练习题目
重新写出列表中从包含“Please determine if any sand bank”的那一行起直到列表末尾的各行，只输出这些行。把其中的“sandy shoreline”换成“sandy beach”，其余内容保持不变。

____ 本题数据

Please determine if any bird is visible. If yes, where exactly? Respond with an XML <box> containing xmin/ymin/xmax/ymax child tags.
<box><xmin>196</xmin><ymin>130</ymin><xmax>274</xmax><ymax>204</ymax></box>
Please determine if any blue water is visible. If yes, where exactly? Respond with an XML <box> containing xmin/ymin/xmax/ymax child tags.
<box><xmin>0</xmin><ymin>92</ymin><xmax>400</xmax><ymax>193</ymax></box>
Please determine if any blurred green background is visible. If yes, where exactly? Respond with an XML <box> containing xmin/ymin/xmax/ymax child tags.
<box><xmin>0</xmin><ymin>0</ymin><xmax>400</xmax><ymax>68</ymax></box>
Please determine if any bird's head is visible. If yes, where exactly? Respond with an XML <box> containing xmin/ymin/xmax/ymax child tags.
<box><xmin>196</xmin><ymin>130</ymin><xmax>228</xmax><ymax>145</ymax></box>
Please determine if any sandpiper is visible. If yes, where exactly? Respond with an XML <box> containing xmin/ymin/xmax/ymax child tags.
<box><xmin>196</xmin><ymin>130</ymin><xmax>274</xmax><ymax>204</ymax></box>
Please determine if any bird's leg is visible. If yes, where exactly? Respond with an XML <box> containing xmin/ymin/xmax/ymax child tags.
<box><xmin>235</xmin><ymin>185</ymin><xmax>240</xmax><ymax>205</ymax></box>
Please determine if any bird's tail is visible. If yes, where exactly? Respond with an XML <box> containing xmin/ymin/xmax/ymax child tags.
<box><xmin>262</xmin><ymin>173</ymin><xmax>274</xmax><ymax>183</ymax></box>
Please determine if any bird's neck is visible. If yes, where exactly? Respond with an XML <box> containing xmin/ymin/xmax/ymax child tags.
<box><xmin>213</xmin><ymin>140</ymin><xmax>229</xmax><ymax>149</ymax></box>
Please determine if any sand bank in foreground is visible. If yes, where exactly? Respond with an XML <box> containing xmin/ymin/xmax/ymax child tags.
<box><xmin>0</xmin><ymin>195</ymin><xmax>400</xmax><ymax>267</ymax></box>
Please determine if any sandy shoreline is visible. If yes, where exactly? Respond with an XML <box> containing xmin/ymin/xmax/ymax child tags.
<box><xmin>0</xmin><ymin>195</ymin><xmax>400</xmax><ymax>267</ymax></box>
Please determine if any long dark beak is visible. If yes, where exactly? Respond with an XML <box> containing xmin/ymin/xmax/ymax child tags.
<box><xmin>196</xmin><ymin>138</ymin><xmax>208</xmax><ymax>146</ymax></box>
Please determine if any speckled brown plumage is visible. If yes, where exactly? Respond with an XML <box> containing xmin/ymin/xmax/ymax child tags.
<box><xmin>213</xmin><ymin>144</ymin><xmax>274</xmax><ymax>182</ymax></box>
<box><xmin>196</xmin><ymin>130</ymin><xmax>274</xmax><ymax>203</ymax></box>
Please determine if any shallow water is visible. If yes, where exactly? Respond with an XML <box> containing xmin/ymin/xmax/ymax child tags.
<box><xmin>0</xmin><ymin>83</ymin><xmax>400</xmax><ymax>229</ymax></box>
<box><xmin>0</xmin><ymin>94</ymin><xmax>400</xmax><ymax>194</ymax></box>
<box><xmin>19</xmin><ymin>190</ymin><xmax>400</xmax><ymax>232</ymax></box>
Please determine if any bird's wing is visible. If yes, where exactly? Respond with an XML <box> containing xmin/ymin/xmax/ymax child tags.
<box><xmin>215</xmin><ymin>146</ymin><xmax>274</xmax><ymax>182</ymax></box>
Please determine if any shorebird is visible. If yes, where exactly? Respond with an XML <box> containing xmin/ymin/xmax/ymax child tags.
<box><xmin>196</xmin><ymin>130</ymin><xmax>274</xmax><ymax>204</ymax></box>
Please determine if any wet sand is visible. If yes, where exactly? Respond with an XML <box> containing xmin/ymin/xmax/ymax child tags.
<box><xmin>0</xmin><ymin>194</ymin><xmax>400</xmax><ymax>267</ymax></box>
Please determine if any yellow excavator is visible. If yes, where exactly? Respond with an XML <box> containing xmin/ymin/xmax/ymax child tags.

________

参考答案
Please determine if any sand bank in foreground is visible. If yes, where exactly? Respond with an XML <box> containing xmin/ymin/xmax/ymax child tags.
<box><xmin>0</xmin><ymin>195</ymin><xmax>400</xmax><ymax>267</ymax></box>
Please determine if any sandy beach is visible. If yes, where exactly? Respond with an XML <box> containing xmin/ymin/xmax/ymax child tags.
<box><xmin>0</xmin><ymin>195</ymin><xmax>400</xmax><ymax>267</ymax></box>
Please determine if any long dark beak is visible. If yes, where exactly? Respond with an XML <box> containing xmin/ymin/xmax/ymax child tags.
<box><xmin>196</xmin><ymin>138</ymin><xmax>208</xmax><ymax>146</ymax></box>
Please determine if any speckled brown plumage is visible. If yes, where exactly? Respond with an XML <box> containing xmin/ymin/xmax/ymax child tags.
<box><xmin>213</xmin><ymin>144</ymin><xmax>274</xmax><ymax>182</ymax></box>
<box><xmin>196</xmin><ymin>130</ymin><xmax>274</xmax><ymax>203</ymax></box>
Please determine if any shallow water is visible. If yes, where exactly? Respond with an XML <box> containing xmin/ymin/xmax/ymax child tags.
<box><xmin>0</xmin><ymin>83</ymin><xmax>400</xmax><ymax>229</ymax></box>
<box><xmin>0</xmin><ymin>94</ymin><xmax>400</xmax><ymax>194</ymax></box>
<box><xmin>19</xmin><ymin>190</ymin><xmax>400</xmax><ymax>232</ymax></box>
Please determine if any bird's wing is visible. If yes, where exactly? Respond with an XML <box> containing xmin/ymin/xmax/ymax child tags.
<box><xmin>215</xmin><ymin>146</ymin><xmax>274</xmax><ymax>182</ymax></box>
Please determine if any shorebird is visible. If yes, where exactly? Respond with an XML <box> containing xmin/ymin/xmax/ymax child tags.
<box><xmin>196</xmin><ymin>130</ymin><xmax>274</xmax><ymax>204</ymax></box>
Please determine if any wet sand is visible. If yes, where exactly? Respond with an XML <box> containing xmin/ymin/xmax/ymax child tags.
<box><xmin>0</xmin><ymin>194</ymin><xmax>400</xmax><ymax>267</ymax></box>
Please determine if any yellow excavator is visible. If yes, where exactly? Respond with an XML <box> containing xmin/ymin/xmax/ymax child tags.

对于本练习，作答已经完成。